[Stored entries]
*-*-*

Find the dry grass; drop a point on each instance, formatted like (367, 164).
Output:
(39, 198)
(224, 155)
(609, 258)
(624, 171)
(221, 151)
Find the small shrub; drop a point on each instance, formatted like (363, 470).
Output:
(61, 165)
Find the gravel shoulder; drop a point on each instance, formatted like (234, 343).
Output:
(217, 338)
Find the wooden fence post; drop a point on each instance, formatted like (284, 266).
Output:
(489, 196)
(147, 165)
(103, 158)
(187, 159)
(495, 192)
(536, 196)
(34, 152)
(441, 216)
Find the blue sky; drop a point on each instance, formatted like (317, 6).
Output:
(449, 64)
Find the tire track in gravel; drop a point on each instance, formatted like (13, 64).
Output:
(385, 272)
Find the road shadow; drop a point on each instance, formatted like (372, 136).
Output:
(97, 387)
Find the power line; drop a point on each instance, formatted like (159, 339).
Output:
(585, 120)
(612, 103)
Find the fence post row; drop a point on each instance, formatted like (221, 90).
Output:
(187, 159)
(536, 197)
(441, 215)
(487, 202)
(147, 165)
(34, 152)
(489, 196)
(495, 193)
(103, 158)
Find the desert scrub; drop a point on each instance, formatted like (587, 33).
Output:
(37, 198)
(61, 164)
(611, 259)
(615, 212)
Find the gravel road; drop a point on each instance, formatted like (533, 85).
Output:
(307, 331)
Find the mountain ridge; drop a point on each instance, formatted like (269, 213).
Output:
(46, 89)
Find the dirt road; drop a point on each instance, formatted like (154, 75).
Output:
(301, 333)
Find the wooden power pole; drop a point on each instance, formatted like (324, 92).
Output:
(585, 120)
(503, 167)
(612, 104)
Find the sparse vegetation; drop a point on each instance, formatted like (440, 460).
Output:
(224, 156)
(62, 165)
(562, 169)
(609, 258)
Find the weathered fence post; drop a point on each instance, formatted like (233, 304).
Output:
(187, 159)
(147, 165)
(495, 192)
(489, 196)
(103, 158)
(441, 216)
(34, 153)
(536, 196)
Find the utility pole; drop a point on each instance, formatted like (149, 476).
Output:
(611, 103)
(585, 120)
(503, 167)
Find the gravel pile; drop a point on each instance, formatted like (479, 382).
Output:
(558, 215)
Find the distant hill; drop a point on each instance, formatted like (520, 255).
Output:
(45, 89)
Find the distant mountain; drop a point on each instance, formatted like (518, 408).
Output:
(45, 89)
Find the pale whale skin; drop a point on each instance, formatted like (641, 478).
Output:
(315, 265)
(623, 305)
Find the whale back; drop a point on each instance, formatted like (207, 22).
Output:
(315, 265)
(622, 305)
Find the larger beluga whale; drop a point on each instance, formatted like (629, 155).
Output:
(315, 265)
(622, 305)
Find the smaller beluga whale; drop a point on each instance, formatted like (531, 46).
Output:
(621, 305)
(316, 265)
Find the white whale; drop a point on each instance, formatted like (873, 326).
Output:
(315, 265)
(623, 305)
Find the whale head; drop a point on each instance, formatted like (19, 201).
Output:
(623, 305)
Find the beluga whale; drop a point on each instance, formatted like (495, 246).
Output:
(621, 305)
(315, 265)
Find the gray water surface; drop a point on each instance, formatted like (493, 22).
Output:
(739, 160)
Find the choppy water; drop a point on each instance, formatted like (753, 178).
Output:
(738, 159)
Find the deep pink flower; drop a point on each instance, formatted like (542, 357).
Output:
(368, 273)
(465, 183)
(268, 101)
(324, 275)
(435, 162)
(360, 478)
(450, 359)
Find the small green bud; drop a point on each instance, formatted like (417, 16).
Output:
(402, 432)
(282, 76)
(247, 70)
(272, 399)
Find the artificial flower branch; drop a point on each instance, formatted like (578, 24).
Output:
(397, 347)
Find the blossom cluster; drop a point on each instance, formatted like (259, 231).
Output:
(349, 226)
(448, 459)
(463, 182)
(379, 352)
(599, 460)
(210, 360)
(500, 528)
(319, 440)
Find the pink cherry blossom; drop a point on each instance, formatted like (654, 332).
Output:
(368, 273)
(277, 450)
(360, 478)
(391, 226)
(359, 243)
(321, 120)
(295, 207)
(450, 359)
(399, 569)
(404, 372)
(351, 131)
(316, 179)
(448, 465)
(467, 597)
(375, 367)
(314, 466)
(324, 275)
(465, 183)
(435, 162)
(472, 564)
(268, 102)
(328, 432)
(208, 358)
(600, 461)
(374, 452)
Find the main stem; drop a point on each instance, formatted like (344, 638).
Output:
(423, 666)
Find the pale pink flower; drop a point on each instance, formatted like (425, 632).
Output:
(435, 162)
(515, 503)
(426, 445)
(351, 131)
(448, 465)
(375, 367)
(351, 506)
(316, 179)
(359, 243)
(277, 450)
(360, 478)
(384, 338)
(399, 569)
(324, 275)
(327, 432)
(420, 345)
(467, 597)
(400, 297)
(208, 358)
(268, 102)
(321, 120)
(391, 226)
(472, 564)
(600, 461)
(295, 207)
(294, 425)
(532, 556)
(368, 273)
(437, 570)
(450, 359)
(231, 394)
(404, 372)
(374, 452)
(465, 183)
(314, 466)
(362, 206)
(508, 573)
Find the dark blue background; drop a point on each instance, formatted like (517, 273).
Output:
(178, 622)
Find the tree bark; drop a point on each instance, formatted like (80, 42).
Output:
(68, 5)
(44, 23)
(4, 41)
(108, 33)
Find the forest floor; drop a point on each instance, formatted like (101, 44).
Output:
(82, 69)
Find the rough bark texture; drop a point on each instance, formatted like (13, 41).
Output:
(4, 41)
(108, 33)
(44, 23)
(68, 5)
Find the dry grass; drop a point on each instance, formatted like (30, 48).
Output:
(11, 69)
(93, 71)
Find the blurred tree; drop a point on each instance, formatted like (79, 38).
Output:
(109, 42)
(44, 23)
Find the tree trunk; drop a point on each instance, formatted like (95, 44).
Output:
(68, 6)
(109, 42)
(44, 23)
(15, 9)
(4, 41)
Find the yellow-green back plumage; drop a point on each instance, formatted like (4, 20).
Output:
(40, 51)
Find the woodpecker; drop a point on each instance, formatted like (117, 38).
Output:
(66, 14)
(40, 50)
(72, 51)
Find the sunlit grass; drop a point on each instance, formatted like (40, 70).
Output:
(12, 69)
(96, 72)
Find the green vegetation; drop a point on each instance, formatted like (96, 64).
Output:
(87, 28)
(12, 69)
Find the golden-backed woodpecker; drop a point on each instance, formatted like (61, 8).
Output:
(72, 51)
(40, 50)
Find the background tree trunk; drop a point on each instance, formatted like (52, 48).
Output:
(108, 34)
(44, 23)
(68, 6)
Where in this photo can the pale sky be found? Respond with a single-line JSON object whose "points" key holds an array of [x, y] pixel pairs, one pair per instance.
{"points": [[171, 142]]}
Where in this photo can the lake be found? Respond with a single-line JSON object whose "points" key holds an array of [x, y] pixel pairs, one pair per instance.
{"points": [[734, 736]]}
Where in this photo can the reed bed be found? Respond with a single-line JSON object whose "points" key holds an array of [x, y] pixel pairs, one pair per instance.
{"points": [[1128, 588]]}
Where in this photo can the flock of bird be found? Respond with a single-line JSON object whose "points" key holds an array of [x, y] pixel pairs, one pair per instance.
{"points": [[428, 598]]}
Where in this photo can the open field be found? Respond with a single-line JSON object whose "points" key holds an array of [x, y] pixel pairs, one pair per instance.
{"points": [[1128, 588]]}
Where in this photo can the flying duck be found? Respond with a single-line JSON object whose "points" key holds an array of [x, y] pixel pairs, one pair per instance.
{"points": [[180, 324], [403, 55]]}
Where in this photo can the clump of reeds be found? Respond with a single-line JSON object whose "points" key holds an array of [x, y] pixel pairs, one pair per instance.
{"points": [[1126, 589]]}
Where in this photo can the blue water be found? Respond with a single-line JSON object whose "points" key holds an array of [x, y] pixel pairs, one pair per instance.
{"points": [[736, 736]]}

*-*-*

> **Work required**: Return, word for word, each line from the line that contains "Where in this photo can the lake" to the end of the listing above; include both end lines and nothing else.

> **The answer**:
Where in this photo can the lake be found? Respond with a single-line JSON object whose "points" key holds an array of [x, y] pixel pairs, one pair per instance.
{"points": [[734, 736]]}
Where in this photo can the reed bed be found? Respond with a single-line JSON object whose "points" key holds an array of [x, y] pixel pairs, one pair per instance.
{"points": [[1128, 588]]}
Where in this photo can the flock of bird be found? Respond with a single-line JSON object whose "points" key holds an array of [x, y] pixel pairs, one pair per instance.
{"points": [[428, 598]]}
Where in this photo can the open field be found? Respond with a single-line JSON object whose "points" key holds an array of [x, y] pixel pairs, one pair per instance.
{"points": [[1128, 588]]}
Where in this photo can the flying duck be found? Respond with a single-line JSON object whose "points" key holds an array of [x, y] pixel pairs, one pair per instance.
{"points": [[180, 324], [403, 55]]}
Where in this photo can the clump of reeds be found? Respond with a single-line JSON object whose "points" key holds an array of [x, y] pixel pairs, one pair per instance.
{"points": [[1126, 589]]}
Where in this photo can the blue water be found? Respond with a single-line JSON object whose "points" key holds an array of [x, y] pixel pairs, one pair per instance.
{"points": [[736, 736]]}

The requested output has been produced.